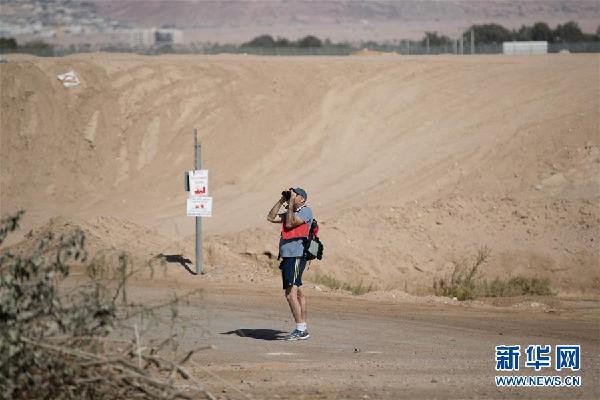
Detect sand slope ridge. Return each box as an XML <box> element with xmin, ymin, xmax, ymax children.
<box><xmin>0</xmin><ymin>54</ymin><xmax>600</xmax><ymax>293</ymax></box>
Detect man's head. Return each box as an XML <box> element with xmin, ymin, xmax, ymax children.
<box><xmin>292</xmin><ymin>188</ymin><xmax>308</xmax><ymax>206</ymax></box>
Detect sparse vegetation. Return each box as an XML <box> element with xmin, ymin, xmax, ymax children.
<box><xmin>311</xmin><ymin>274</ymin><xmax>375</xmax><ymax>296</ymax></box>
<box><xmin>433</xmin><ymin>246</ymin><xmax>552</xmax><ymax>301</ymax></box>
<box><xmin>0</xmin><ymin>213</ymin><xmax>209</xmax><ymax>399</ymax></box>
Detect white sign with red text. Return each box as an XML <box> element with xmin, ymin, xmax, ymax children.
<box><xmin>189</xmin><ymin>169</ymin><xmax>208</xmax><ymax>197</ymax></box>
<box><xmin>187</xmin><ymin>196</ymin><xmax>212</xmax><ymax>217</ymax></box>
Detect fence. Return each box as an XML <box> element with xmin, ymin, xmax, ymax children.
<box><xmin>0</xmin><ymin>42</ymin><xmax>600</xmax><ymax>57</ymax></box>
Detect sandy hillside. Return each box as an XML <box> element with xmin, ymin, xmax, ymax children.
<box><xmin>0</xmin><ymin>54</ymin><xmax>600</xmax><ymax>294</ymax></box>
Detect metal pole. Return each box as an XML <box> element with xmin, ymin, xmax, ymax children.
<box><xmin>194</xmin><ymin>128</ymin><xmax>202</xmax><ymax>275</ymax></box>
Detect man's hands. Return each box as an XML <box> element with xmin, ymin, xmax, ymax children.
<box><xmin>267</xmin><ymin>196</ymin><xmax>287</xmax><ymax>224</ymax></box>
<box><xmin>289</xmin><ymin>189</ymin><xmax>298</xmax><ymax>206</ymax></box>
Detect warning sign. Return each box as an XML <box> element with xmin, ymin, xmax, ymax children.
<box><xmin>187</xmin><ymin>197</ymin><xmax>212</xmax><ymax>217</ymax></box>
<box><xmin>189</xmin><ymin>169</ymin><xmax>208</xmax><ymax>197</ymax></box>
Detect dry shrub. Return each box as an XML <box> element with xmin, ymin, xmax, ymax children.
<box><xmin>0</xmin><ymin>213</ymin><xmax>212</xmax><ymax>399</ymax></box>
<box><xmin>433</xmin><ymin>246</ymin><xmax>553</xmax><ymax>301</ymax></box>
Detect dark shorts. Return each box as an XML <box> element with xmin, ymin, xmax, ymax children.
<box><xmin>279</xmin><ymin>257</ymin><xmax>306</xmax><ymax>290</ymax></box>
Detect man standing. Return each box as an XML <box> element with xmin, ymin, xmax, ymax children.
<box><xmin>267</xmin><ymin>188</ymin><xmax>313</xmax><ymax>340</ymax></box>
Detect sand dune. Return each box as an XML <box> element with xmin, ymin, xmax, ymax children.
<box><xmin>0</xmin><ymin>54</ymin><xmax>600</xmax><ymax>294</ymax></box>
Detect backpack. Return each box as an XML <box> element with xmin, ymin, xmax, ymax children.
<box><xmin>304</xmin><ymin>219</ymin><xmax>324</xmax><ymax>261</ymax></box>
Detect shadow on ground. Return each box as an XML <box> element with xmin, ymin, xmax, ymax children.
<box><xmin>221</xmin><ymin>329</ymin><xmax>287</xmax><ymax>340</ymax></box>
<box><xmin>157</xmin><ymin>253</ymin><xmax>198</xmax><ymax>275</ymax></box>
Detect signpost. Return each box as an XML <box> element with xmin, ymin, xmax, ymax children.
<box><xmin>185</xmin><ymin>128</ymin><xmax>212</xmax><ymax>274</ymax></box>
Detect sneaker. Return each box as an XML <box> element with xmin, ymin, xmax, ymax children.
<box><xmin>298</xmin><ymin>330</ymin><xmax>310</xmax><ymax>340</ymax></box>
<box><xmin>285</xmin><ymin>329</ymin><xmax>310</xmax><ymax>340</ymax></box>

**What to work on:** Print all of the data above again, line for line and without any change. Leave the pictures out.

**Exercise answer:**
Detect sand slope ridge. Return each box as an XML <box> element with xmin, ymin, xmax, ymax children.
<box><xmin>0</xmin><ymin>54</ymin><xmax>600</xmax><ymax>293</ymax></box>
Detect man's head. Return each box as an XML <box> element with xmin, ymin, xmax, ymax children.
<box><xmin>292</xmin><ymin>188</ymin><xmax>308</xmax><ymax>206</ymax></box>
Detect sparse vegetation. Return each box as an XML <box> element with xmin, ymin, xmax, ymax children.
<box><xmin>311</xmin><ymin>274</ymin><xmax>375</xmax><ymax>296</ymax></box>
<box><xmin>433</xmin><ymin>246</ymin><xmax>552</xmax><ymax>301</ymax></box>
<box><xmin>0</xmin><ymin>213</ymin><xmax>209</xmax><ymax>399</ymax></box>
Detect white sign with red text. Return each box as an XML <box> element with xmin, ymin, xmax, ymax children.
<box><xmin>189</xmin><ymin>169</ymin><xmax>208</xmax><ymax>197</ymax></box>
<box><xmin>187</xmin><ymin>196</ymin><xmax>212</xmax><ymax>217</ymax></box>
Detect fence. Return each box as an XML <box> element with xmin, ymin, xmax, ymax children.
<box><xmin>0</xmin><ymin>42</ymin><xmax>600</xmax><ymax>57</ymax></box>
Detect sandy hillside. Return each box as an XML <box> element with xmin, ymin, xmax, ymax children.
<box><xmin>0</xmin><ymin>54</ymin><xmax>600</xmax><ymax>294</ymax></box>
Detect metal pole. Return each box as an XML <box> element with xmin, ymin, xmax, ymax children.
<box><xmin>194</xmin><ymin>128</ymin><xmax>202</xmax><ymax>275</ymax></box>
Detect man's hands. Return each box as an XML <box> element with xmin, ymin, xmax, ymax children.
<box><xmin>267</xmin><ymin>196</ymin><xmax>287</xmax><ymax>224</ymax></box>
<box><xmin>289</xmin><ymin>189</ymin><xmax>298</xmax><ymax>206</ymax></box>
Detect warning sign. Return each box as an XML <box> element with xmin, ymin, xmax, ymax children.
<box><xmin>187</xmin><ymin>197</ymin><xmax>212</xmax><ymax>217</ymax></box>
<box><xmin>189</xmin><ymin>169</ymin><xmax>208</xmax><ymax>197</ymax></box>
Detect dry shrub. Return each box as an XML <box> element with xmin, ymin, xmax, ymax children.
<box><xmin>0</xmin><ymin>213</ymin><xmax>212</xmax><ymax>399</ymax></box>
<box><xmin>433</xmin><ymin>246</ymin><xmax>553</xmax><ymax>301</ymax></box>
Detect dark shorts. Return each box as an XML <box> element with xmin, ymin, xmax, ymax children.
<box><xmin>279</xmin><ymin>257</ymin><xmax>306</xmax><ymax>290</ymax></box>
Detect man standing. Return each box as an XML <box> element with xmin, ymin, xmax, ymax children.
<box><xmin>267</xmin><ymin>188</ymin><xmax>313</xmax><ymax>340</ymax></box>
Detect sand dune. Return each box as an XML <box> element with xmin, ymin, xmax, ymax children.
<box><xmin>0</xmin><ymin>54</ymin><xmax>600</xmax><ymax>294</ymax></box>
Detect backpack. Return each box as an XML <box> element with xmin, ymin, xmax, ymax children.
<box><xmin>304</xmin><ymin>219</ymin><xmax>324</xmax><ymax>261</ymax></box>
Detect shadow on ground. Return each box as an XML <box> element with xmin, ymin, xmax, ymax children.
<box><xmin>221</xmin><ymin>329</ymin><xmax>287</xmax><ymax>340</ymax></box>
<box><xmin>157</xmin><ymin>253</ymin><xmax>198</xmax><ymax>275</ymax></box>
Detect signpost. Return each box as an XML <box> element with xmin, ymin, xmax, ymax children.
<box><xmin>185</xmin><ymin>128</ymin><xmax>212</xmax><ymax>274</ymax></box>
Detect sneaker. Return each box as an XML <box> element with xmin, ymin, xmax, ymax children.
<box><xmin>298</xmin><ymin>330</ymin><xmax>310</xmax><ymax>340</ymax></box>
<box><xmin>285</xmin><ymin>329</ymin><xmax>310</xmax><ymax>340</ymax></box>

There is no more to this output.